>>>

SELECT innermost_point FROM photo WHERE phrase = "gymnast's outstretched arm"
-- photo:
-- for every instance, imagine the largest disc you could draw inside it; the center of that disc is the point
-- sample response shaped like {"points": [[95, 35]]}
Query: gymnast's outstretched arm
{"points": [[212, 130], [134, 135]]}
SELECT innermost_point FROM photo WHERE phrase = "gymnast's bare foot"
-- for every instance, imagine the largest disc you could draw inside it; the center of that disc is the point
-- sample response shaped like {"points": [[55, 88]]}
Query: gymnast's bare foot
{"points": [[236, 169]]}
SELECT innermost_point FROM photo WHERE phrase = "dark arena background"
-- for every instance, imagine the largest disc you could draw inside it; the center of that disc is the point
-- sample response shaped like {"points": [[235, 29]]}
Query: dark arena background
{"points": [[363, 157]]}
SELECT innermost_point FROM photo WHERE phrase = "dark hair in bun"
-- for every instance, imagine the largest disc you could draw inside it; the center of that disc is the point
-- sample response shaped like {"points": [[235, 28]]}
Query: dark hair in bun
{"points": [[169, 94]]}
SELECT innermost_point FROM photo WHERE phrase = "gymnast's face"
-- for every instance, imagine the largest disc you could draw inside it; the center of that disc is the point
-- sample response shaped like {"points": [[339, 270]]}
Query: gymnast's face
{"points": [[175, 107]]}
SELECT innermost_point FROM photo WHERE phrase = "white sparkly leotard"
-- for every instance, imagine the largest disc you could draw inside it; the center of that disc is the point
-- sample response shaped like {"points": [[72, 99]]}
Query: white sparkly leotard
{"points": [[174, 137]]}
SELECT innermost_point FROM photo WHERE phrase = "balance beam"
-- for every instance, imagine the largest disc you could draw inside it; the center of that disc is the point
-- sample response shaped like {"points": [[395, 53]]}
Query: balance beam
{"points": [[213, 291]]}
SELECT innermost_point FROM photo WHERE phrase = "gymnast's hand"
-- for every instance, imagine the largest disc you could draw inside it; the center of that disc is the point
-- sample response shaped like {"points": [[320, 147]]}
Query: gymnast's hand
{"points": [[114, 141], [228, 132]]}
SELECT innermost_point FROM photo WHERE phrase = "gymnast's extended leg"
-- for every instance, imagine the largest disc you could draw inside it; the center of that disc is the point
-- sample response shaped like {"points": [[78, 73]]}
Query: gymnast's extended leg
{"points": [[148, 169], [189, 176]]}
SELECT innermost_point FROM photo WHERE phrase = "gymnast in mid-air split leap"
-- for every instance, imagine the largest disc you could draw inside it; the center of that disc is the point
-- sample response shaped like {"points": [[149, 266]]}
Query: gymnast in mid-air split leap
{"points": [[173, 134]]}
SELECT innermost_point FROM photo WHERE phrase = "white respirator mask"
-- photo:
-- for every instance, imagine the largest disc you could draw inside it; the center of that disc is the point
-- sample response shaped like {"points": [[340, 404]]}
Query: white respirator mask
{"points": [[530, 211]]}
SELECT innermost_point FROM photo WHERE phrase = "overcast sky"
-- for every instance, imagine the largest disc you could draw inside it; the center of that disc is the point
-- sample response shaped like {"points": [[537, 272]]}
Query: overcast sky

<<<

YOUR ASSIGNMENT:
Repeat the records. Match them exactly.

YOUR SOLUTION:
SELECT innermost_point FROM photo WHERE phrase = "gymnast's outstretched arm"
-- photo:
-- for every instance, imagine the largest disc you could draw inside it; the center of that disc is the point
-- sample response shaped like {"points": [[95, 35]]}
Query: gymnast's outstretched arm
{"points": [[212, 130], [134, 135]]}
SELECT innermost_point FROM photo WHERE phrase = "gymnast's bare foot"
-- for every instance, imagine the largest disc you could draw inside it; the center of that disc is the point
-- sample response shaped like {"points": [[55, 88]]}
Query: gymnast's bare foot
{"points": [[236, 169]]}
SELECT innermost_point FROM photo WHERE phrase = "dark arena background"
-- for every instance, imagine the largest disc you could draw inside it; the center of that disc is the point
-- sample response shaped like {"points": [[235, 29]]}
Query: dark arena background
{"points": [[363, 157]]}
SELECT innermost_point FROM photo WHERE phrase = "dark hair in bun"
-- for every instance, imagine the largest disc you could draw inside it; the center of that disc is the point
-- sample response shaped like {"points": [[235, 28]]}
Query: dark hair in bun
{"points": [[169, 94]]}
SELECT innermost_point FROM photo WHERE phrase = "gymnast's face"
-- for every instance, imagine the largest disc you could draw inside it; the center of that disc is the point
-- sample response shaped like {"points": [[339, 270]]}
Query: gymnast's face
{"points": [[175, 107]]}
SELECT innermost_point FROM photo WHERE phrase = "white sparkly leotard"
-- for every instance, imagine the largest disc you could draw inside it; the center of that disc is the point
-- sample response shaped like {"points": [[72, 99]]}
Query: white sparkly leotard
{"points": [[174, 137]]}
SELECT innermost_point FROM photo WHERE phrase = "balance beam"
-- for every instance, imagine the largest disc you could draw inside it; the center of that disc is the point
-- sample response shaped like {"points": [[395, 53]]}
Query: balance beam
{"points": [[213, 291]]}
SELECT innermost_point FROM photo WHERE phrase = "gymnast's hand"
-- for every instance, imagine the largest disc you could draw inside it; the center of that disc is the point
-- sample response shaped like {"points": [[320, 147]]}
Query: gymnast's hand
{"points": [[114, 141], [228, 132]]}
SELECT innermost_point FROM photo WHERE phrase = "gymnast's extended leg"
-- for every instance, imagine the largest disc you could draw inside it; the center of that disc is the point
-- sample response shaped like {"points": [[78, 73]]}
Query: gymnast's extended leg
{"points": [[148, 169], [189, 176]]}
SELECT innermost_point FROM photo WHERE phrase = "gymnast in mid-air split leap"
-- for every instance, imagine the largest disc you could draw inside it; the center of that disc is the point
-- sample response shaped like {"points": [[149, 266]]}
Query: gymnast in mid-air split leap
{"points": [[173, 134]]}
SELECT innermost_point FROM photo WHERE phrase = "white respirator mask"
-- photo:
-- for every instance, imagine the largest disc you could draw inside it; the center of that disc is the point
-- sample response shaped like {"points": [[340, 404]]}
Query: white respirator mask
{"points": [[530, 211]]}
SELECT innermost_point FROM photo WHERE phrase = "overcast sky"
-- for every instance, imagine the largest disc you could draw inside it; the center of that disc is the point
-- sample response shaped like {"points": [[537, 272]]}
Query: overcast sky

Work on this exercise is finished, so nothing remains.